### DESKRIPSI SOAL
Tulis ulang persis bagian teks tentang kearifan lokal dalam pembelajaran fisika yang berada di antara "Dewasa ini di" dan "proses maupun hasil.", termasuk kedua batas itu.

### TEKS SUMBER
▬▬▬▬▬▬▬▬▬▬
F.       Implementasi Landasan Sosiologis Pendidikan Pada Mata Pelajaran Fisika
             Sebagai salah satu Output suatau Proses Pendidikan dan pembelajaran adalah perubahan pengalaman dan perilaku peserta didik termasuk juga yang dapat dilihat secara kuantitatif adalah hasil belajar. Hasil belajar dapat berkaitan dengan aspek kognitif, afektif dan psikomotorik. Pertanyaannya adalah bagaimana cara yang tepat untuk meningkatkan hasil belajar tersebut ditinjau dari sisi sosio kultural masyarakat dimana peserta didik belajar? Ini pertanyaan yang mungkin tidak banyak dibahas dilingkungan masyarakat pendidikan.
            Dewasa ini di indonesia Kearifan Budaya Lokal sudah dimasukkan dalam pembelajaran di sekolah dan dimasukkan dalam Muatan Lokal (Mulok). Ini merupakan hal yang sangat menguntungkan dalam konteks pembelajaran secara global di sekolah dan masyarakat, sebab dengan dimasukkannya muatan lokal pembelajaran menjadi lebih bermakna. Seperti yang telah banyak berkembang saat ini pembelajaran berbasis konstruktivisme yang menekankan pembelajaran bermakna. Kebermaknaan dapat diartikan diantaranya adalah untuk apa siswa belajar materi tertentu. Dengan masuknya Mulok berbasis kearifan budaya lokal maka siswa akan dapat memaknai pembelajarannya baik proses maupun hasil.
            Perkembangan pembelajaran khsusunya Mulok masih masuk pada Mata Pelajaran Pilihan dan belum masuk secara implisit dalam seluruh mata pelajaran. Ini yang menjadi pokok diskusi pada makalah ini, Bagaimana memasukkan Kearifan Lokal sehingga dapat mewarnai semua Mata Pelajaran yang diajarkan di sekolah? Lebih spesifik pada Mata Pelajaran Fisika di SMA atau Sains di SMP. Mata Pelajaran Fisika menjadi “sulit” karena pembelajaran fisika disajikan tidak seperti saat fisika ditemukan. Muslimin Ibrahim menyatakan bahwa ajarkanlah Sains (termasuk Fisika) seperti halnya Sains itu ditemukan. Persoalannya adalah para guru menganggap bahwa Fisika itu selalu harus berhubungan dengan Praktikum di Laboratorium dengan peralatan yang mahal dan membutuhkan waktu yang panjang. Cara pandang ini yang harus diperbaiki dan dipandang perlu ditemukan cara-cara kreatif apalagi untuk membuat pembelajaran fisika menjadi bermakna disetiap proses pembelajaran. Tantangan berikutnya adalah bagaimana Kearifan sosial dan Budaya Lokal dapat mewarnai disetiap proses pembelajaran Fisika.
▬▬▬▬▬▬▬▬▬▬
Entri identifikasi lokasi

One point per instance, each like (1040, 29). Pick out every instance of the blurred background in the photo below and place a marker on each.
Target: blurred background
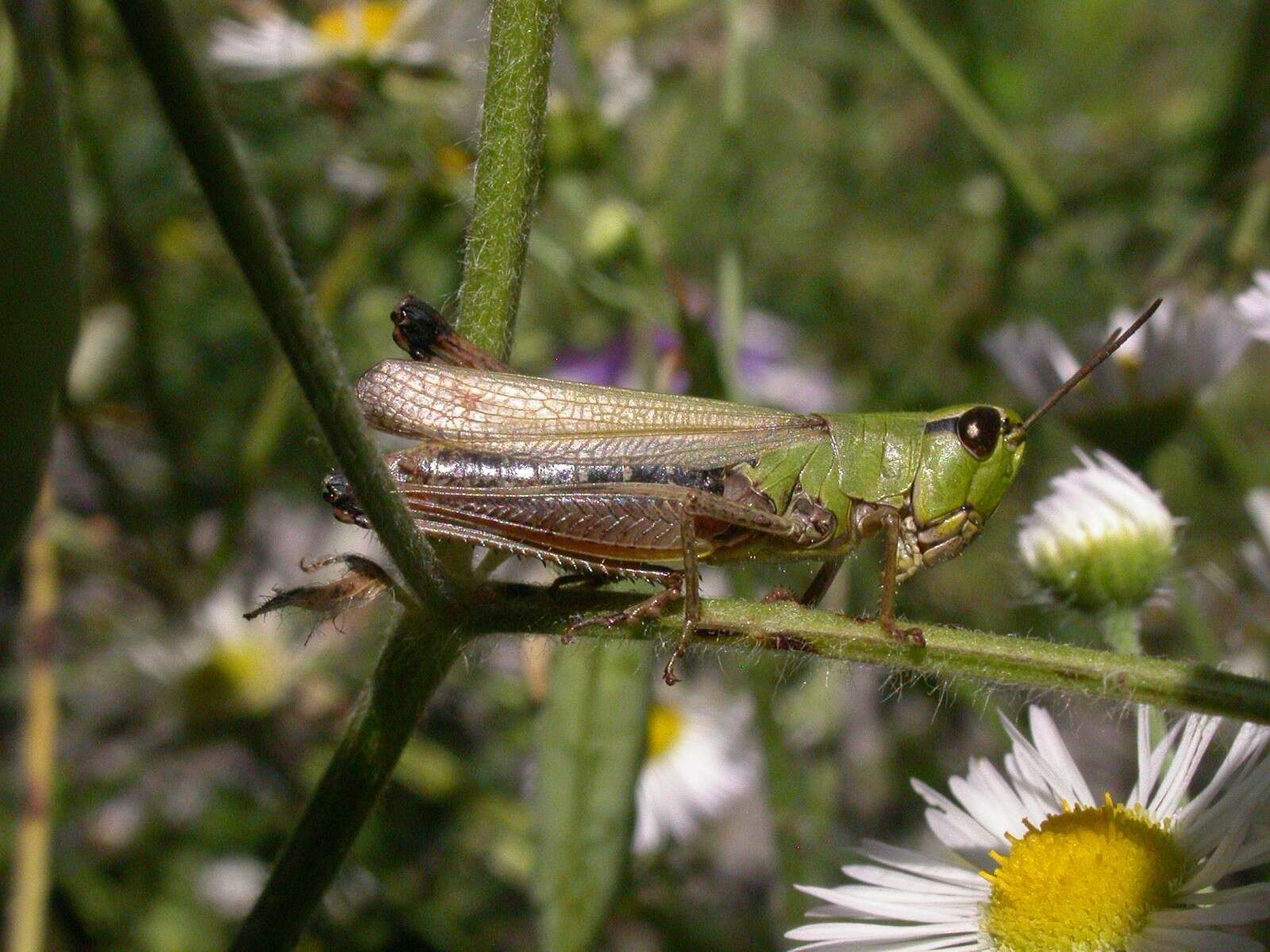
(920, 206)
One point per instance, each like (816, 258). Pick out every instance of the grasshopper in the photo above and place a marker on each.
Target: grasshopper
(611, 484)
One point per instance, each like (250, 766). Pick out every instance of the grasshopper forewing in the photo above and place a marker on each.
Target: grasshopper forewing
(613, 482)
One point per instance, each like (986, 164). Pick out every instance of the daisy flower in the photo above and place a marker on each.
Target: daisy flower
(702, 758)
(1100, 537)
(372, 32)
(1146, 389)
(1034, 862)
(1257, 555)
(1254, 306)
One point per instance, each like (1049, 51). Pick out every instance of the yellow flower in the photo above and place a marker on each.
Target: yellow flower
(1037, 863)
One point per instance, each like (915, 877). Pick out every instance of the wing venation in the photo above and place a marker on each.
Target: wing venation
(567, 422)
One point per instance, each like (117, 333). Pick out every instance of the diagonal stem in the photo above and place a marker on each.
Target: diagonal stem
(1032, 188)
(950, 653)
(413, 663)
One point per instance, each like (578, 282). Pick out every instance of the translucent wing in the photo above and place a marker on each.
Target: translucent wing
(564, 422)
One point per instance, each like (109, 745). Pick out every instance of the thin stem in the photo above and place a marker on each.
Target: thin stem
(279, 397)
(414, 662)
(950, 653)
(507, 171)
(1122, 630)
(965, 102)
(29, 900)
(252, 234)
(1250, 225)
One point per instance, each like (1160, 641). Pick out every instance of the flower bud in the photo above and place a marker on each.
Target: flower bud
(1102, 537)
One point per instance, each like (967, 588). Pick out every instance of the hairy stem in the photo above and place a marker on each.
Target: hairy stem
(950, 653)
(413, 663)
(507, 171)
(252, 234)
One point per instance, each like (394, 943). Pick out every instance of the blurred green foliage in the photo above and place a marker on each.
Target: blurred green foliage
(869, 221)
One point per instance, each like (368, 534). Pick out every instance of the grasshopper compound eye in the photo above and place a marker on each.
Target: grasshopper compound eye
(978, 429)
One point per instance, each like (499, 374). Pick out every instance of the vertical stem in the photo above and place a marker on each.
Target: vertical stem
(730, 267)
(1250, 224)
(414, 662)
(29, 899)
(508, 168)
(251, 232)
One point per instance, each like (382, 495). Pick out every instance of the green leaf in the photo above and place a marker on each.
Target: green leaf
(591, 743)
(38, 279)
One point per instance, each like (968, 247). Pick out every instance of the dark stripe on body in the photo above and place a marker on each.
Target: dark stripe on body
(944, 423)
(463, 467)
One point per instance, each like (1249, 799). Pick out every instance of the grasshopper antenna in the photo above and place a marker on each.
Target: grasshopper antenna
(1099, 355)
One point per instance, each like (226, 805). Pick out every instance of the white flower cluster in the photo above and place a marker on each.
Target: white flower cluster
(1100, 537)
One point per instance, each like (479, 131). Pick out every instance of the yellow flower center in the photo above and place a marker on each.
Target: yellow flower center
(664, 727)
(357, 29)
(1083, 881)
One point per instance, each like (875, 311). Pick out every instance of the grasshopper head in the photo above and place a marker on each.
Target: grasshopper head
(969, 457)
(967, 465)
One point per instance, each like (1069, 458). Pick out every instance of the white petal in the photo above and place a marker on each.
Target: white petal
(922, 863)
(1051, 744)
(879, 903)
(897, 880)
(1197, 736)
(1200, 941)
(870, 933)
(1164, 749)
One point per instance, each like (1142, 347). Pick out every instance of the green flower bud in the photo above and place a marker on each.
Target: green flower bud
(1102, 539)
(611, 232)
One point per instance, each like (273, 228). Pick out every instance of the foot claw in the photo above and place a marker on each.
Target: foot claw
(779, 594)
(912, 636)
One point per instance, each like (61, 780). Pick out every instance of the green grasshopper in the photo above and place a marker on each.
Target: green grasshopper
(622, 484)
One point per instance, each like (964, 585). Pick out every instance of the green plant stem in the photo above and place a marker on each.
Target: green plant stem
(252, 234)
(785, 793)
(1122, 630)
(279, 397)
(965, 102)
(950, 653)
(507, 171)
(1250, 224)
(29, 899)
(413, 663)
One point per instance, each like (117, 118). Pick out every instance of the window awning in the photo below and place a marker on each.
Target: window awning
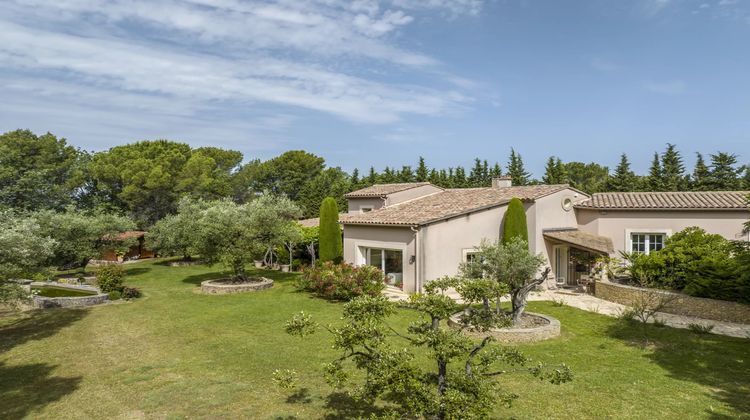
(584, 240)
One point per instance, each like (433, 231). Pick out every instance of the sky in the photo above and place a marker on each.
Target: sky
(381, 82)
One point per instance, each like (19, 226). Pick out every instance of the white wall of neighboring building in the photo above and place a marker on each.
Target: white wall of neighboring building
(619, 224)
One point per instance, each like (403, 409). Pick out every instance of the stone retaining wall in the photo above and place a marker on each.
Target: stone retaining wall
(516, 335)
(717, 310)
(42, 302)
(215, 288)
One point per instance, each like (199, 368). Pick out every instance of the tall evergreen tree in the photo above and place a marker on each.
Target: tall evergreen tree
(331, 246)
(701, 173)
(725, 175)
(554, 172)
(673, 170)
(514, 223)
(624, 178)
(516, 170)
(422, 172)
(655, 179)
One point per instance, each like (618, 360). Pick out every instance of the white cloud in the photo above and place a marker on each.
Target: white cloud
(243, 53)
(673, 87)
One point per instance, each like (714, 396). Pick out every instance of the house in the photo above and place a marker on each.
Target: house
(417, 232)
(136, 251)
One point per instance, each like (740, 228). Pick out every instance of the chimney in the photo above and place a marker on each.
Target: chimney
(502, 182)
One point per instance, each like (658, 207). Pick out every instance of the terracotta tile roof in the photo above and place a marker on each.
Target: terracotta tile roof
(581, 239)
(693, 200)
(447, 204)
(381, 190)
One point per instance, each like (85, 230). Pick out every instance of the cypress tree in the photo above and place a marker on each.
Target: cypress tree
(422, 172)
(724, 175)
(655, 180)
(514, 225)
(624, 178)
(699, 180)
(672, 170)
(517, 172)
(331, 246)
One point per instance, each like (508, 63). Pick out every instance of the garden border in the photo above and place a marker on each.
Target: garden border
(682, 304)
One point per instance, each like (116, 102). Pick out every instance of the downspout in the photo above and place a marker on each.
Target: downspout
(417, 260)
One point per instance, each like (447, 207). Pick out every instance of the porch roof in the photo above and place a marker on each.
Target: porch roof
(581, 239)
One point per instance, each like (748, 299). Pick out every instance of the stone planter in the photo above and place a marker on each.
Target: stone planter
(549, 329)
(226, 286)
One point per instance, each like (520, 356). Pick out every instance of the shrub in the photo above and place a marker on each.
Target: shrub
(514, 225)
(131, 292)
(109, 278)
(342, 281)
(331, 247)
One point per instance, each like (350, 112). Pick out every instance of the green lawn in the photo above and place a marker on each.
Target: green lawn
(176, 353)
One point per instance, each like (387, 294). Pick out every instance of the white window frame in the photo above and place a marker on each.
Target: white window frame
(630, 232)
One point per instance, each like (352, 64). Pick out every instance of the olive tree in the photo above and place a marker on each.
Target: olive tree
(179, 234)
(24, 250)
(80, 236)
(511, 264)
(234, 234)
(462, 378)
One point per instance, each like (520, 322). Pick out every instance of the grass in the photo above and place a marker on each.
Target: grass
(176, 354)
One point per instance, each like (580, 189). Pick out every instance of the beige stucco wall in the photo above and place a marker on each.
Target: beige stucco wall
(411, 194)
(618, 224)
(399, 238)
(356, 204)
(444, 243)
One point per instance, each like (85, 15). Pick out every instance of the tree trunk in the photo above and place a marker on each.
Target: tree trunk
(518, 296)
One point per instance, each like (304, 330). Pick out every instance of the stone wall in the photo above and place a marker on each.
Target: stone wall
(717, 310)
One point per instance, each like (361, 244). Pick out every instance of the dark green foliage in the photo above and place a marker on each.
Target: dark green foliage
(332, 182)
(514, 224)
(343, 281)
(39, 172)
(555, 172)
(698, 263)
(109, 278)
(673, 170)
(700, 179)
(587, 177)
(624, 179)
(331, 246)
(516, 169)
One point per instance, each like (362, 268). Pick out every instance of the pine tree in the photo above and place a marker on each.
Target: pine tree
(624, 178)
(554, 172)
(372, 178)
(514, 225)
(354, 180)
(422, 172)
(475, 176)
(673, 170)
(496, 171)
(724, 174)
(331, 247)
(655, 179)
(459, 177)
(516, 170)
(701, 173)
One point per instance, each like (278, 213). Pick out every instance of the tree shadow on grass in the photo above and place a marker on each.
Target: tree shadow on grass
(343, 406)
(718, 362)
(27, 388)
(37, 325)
▬▬▬▬▬▬▬▬▬▬
### PENYELESAIAN
Dewasa ini di indonesia Kearifan Budaya Lokal sudah dimasukkan dalam pembelajaran di sekolah dan dimasukkan dalam Muatan Lokal (Mulok). Ini merupakan hal yang sangat menguntungkan dalam konteks pembelajaran secara global di sekolah dan masyarakat, sebab dengan dimasukkannya muatan lokal pembelajaran menjadi lebih bermakna. Seperti yang telah banyak berkembang saat ini pembelajaran berbasis konstruktivisme yang menekankan pembelajaran bermakna. Kebermaknaan dapat diartikan diantaranya adalah untuk apa siswa belajar materi tertentu. Dengan masuknya Mulok berbasis kearifan budaya lokal maka siswa akan dapat memaknai pembelajarannya baik proses maupun hasil.